(Data extracted from a collection)
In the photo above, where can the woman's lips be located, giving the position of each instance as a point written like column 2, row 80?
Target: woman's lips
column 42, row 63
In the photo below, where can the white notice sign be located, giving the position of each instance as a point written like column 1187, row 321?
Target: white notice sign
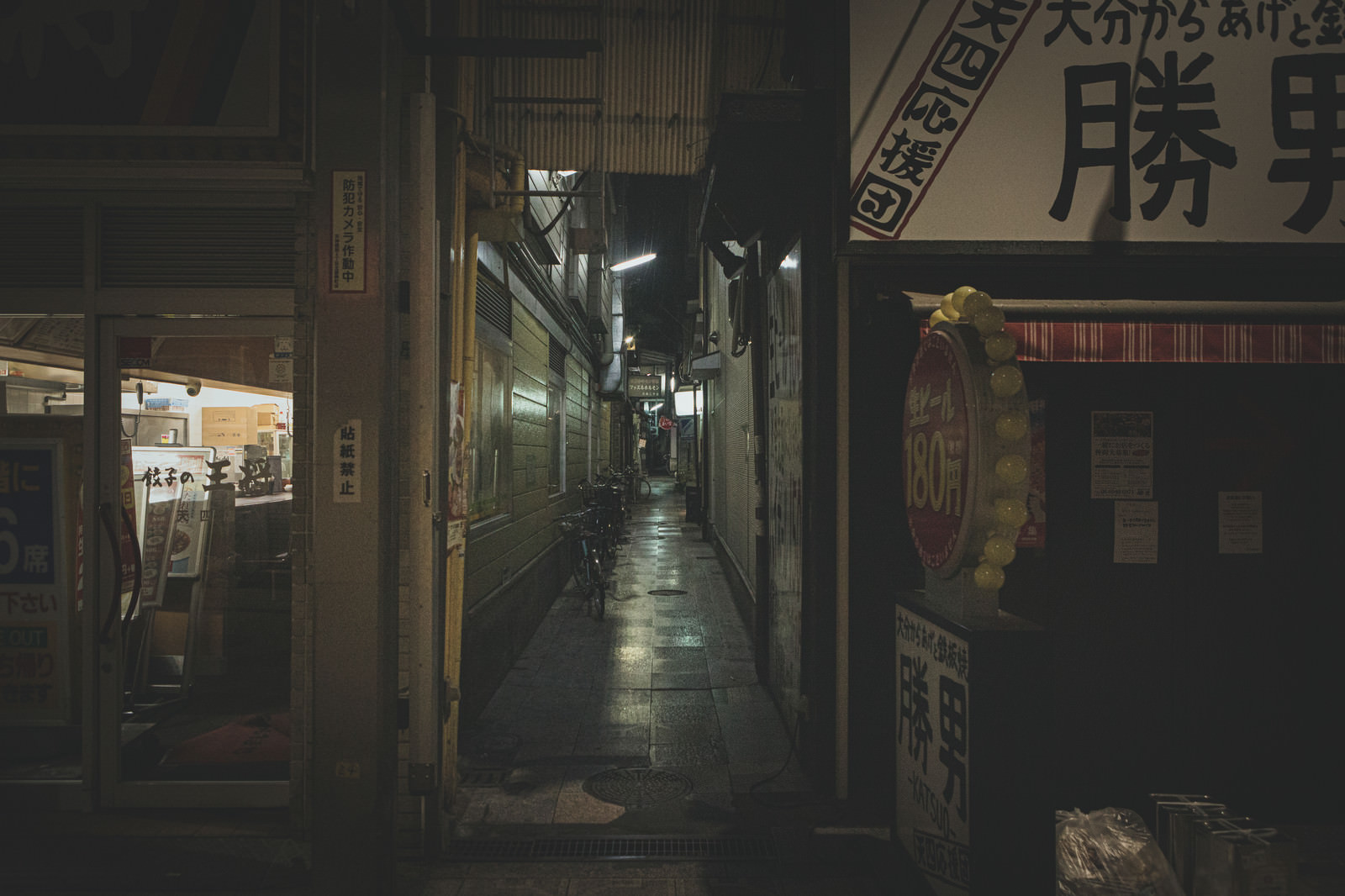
column 1136, row 532
column 1122, row 454
column 1241, row 522
column 346, row 463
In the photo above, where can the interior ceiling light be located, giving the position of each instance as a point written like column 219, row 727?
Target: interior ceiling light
column 631, row 262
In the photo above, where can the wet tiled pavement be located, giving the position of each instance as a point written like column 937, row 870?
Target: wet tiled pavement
column 665, row 688
column 662, row 694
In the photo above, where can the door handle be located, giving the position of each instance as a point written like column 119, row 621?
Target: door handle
column 109, row 525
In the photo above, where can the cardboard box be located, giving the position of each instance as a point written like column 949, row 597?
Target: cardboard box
column 1239, row 857
column 268, row 416
column 228, row 427
column 219, row 435
column 237, row 416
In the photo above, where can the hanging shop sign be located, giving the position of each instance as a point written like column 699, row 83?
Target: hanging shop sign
column 645, row 387
column 1096, row 121
column 966, row 441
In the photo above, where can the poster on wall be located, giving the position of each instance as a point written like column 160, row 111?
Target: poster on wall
column 35, row 593
column 457, row 494
column 1241, row 526
column 1096, row 121
column 1136, row 532
column 1123, row 454
column 177, row 475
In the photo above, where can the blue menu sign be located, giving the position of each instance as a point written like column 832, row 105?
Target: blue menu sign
column 34, row 598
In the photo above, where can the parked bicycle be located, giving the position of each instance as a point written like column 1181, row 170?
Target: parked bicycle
column 605, row 499
column 587, row 557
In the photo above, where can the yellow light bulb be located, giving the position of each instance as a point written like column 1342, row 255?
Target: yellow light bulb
column 1000, row 551
column 1012, row 468
column 989, row 320
column 1012, row 425
column 1000, row 346
column 1010, row 512
column 975, row 303
column 1006, row 381
column 989, row 577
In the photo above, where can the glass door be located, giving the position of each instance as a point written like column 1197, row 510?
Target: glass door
column 194, row 606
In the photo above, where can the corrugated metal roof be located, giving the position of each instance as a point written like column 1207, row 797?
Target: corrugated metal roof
column 646, row 104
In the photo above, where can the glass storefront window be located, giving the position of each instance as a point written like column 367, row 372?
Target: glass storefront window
column 490, row 472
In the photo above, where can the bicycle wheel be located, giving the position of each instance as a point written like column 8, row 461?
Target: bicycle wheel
column 598, row 588
column 578, row 566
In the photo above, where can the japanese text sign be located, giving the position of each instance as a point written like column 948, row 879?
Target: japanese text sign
column 1094, row 120
column 346, row 463
column 349, row 225
column 934, row 751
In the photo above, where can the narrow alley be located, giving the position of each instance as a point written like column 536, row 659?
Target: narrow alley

** Task goal **
Please give back the data above word for word, with no pictures included.

** Solution **
In the photo above, where can the woman's lips be located, giving the position of each instance as a point written like column 2, row 80?
Target: woman's lips
column 42, row 63
In the photo below, where can the white notice sign be located, giving the position of each instance as a point written like column 1187, row 321?
Target: white notice sign
column 1136, row 532
column 1122, row 454
column 1241, row 522
column 346, row 463
In the photo above, where can the interior ceiling light be located, giving the position of each instance as a point written like column 219, row 727?
Target: interior ceiling light
column 631, row 262
In the photo above, where can the wet tiled pavement be located, giving the position of each instance as a point written like column 937, row 870?
Target: wet tiled pavement
column 665, row 688
column 662, row 694
In the photo above, where can the door handle be located, giving the position of each instance as a point written like column 119, row 621?
Target: door handle
column 109, row 525
In the photo above, where can the cardboard box be located, giving the position of each instance as a point written like column 949, row 597?
Target: cardboard box
column 1239, row 857
column 268, row 416
column 228, row 427
column 219, row 435
column 237, row 416
In the photo above, where can the hanging shop sign be located, giving the position of each instance as a point written like column 699, row 83?
Target: hanging shop sign
column 645, row 387
column 1096, row 121
column 966, row 441
In the photo above, where can the poster on wall be located, giving the position of each instance as a point written like column 160, row 111?
Target: poster on wall
column 35, row 593
column 457, row 494
column 1241, row 526
column 1096, row 121
column 1136, row 532
column 1123, row 454
column 177, row 475
In the photo above, where can the blue menu sign be located, giving the position of each instance as a point written like column 832, row 105?
Target: blue menu sign
column 34, row 598
In the photo above, where can the parked bicycle be located, giving the position of each instance as a point written like column 1181, row 170?
Target: parked bicycle
column 605, row 499
column 587, row 557
In the photo above, where can the yellow light bulb be located, giving the position of each instance as a point written like column 1342, row 255?
Target: yellow light bulb
column 1000, row 551
column 1012, row 468
column 989, row 320
column 1012, row 425
column 1000, row 346
column 1010, row 512
column 975, row 303
column 1006, row 381
column 989, row 577
In the photo above, where can the glass door be located, giving the position of each instance as a point written like column 1197, row 510?
Target: glass door
column 194, row 606
In the photo above, where can the corrugated metal roof be located, giving the position of each instance as a point written like column 1207, row 797?
Target: corrugated metal roof
column 646, row 104
In the photo above, where can the glass storefront window be located, giving the position of each instance as a point written like column 367, row 372?
Target: glass storefront window
column 490, row 472
In the photo above, where can the bicycle wheel be located, giving the position of each instance as a point written like column 8, row 461?
Target: bicycle wheel
column 598, row 588
column 578, row 566
In the photo above, where can the japanese text sign be located, giving the position of each instance as a point written like column 948, row 879?
Target: japanese text sign
column 1094, row 120
column 346, row 463
column 349, row 225
column 934, row 751
In the photo above, where can the narrow alley be located, giving the position of each instance as a point written like column 536, row 659?
Target: narrow alley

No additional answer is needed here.